» Work instructions
Pull from the data below each line where the word "person" occurs, and copy it.

» Extracted entries
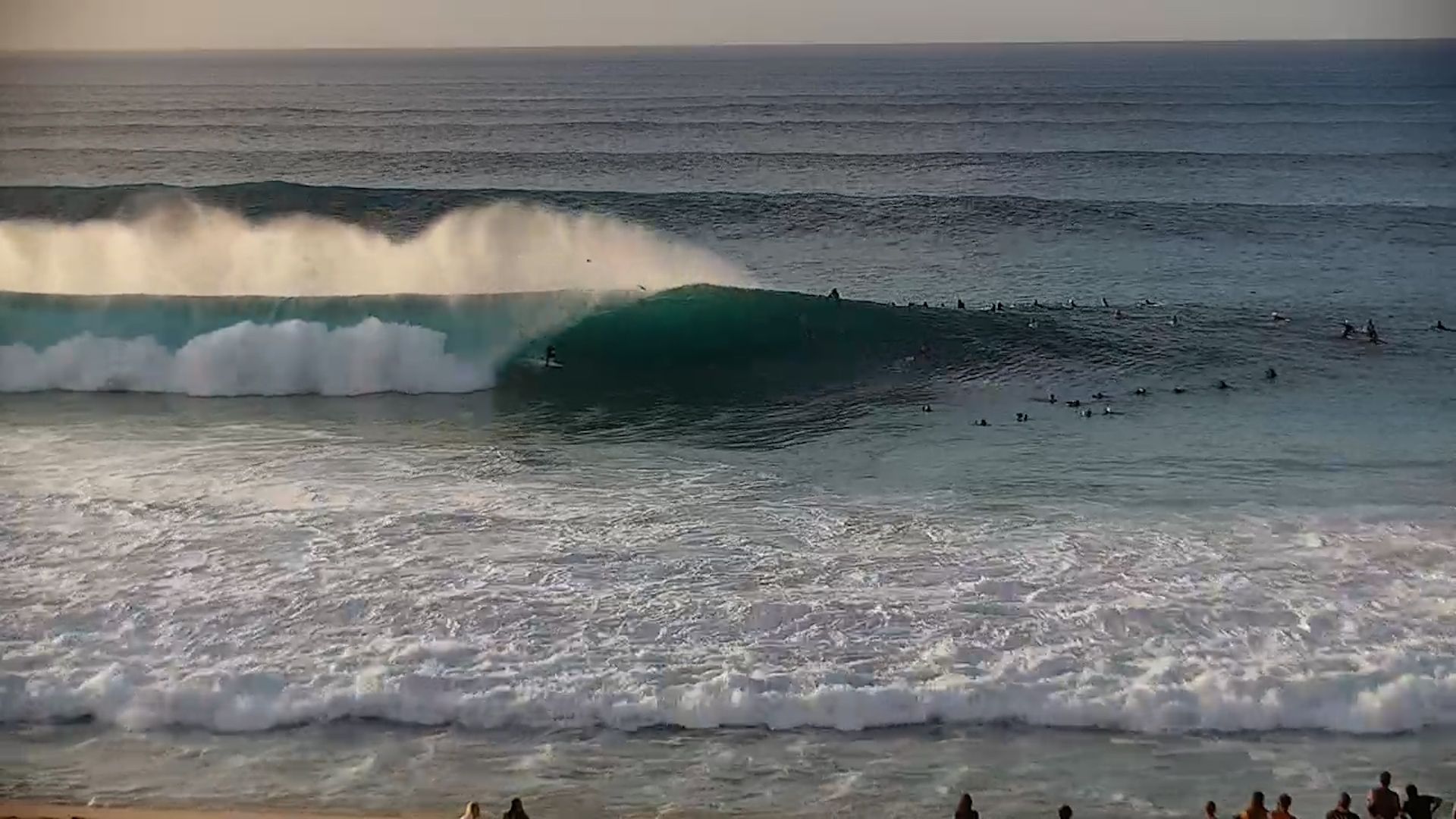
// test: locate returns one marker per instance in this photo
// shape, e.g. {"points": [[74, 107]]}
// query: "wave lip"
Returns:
{"points": [[293, 357], [1209, 703]]}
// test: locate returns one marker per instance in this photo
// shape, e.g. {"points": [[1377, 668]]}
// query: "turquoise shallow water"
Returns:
{"points": [[291, 515]]}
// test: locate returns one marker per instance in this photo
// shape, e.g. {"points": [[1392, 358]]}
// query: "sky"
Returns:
{"points": [[473, 24]]}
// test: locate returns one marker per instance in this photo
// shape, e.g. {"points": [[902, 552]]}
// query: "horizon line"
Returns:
{"points": [[704, 46]]}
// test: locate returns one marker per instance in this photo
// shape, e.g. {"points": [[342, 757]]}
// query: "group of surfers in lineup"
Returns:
{"points": [[1381, 803]]}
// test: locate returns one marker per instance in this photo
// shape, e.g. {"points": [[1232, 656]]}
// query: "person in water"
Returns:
{"points": [[1341, 809], [1256, 809], [1383, 803], [1419, 805]]}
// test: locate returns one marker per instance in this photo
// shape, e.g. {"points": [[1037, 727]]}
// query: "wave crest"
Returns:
{"points": [[175, 246]]}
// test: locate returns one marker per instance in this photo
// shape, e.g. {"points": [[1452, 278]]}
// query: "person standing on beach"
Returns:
{"points": [[1343, 809], [1420, 806], [1383, 803], [1256, 809]]}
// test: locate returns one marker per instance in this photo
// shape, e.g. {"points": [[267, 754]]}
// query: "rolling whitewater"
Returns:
{"points": [[291, 510]]}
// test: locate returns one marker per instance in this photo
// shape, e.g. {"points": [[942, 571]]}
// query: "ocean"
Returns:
{"points": [[293, 515]]}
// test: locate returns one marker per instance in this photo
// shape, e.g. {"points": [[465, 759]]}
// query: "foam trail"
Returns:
{"points": [[181, 248], [291, 357], [1356, 704]]}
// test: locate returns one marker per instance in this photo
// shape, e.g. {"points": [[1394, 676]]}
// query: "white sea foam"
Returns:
{"points": [[290, 357], [185, 249], [265, 577], [1359, 703]]}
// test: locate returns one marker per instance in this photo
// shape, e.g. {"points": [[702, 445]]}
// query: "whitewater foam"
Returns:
{"points": [[175, 246], [1370, 701], [290, 357]]}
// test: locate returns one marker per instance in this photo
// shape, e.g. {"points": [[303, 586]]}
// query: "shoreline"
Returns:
{"points": [[546, 808]]}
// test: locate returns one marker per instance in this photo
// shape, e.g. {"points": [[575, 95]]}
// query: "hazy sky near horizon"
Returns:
{"points": [[468, 24]]}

» Answer below
// query: "person in water"
// query: "person standing on beach"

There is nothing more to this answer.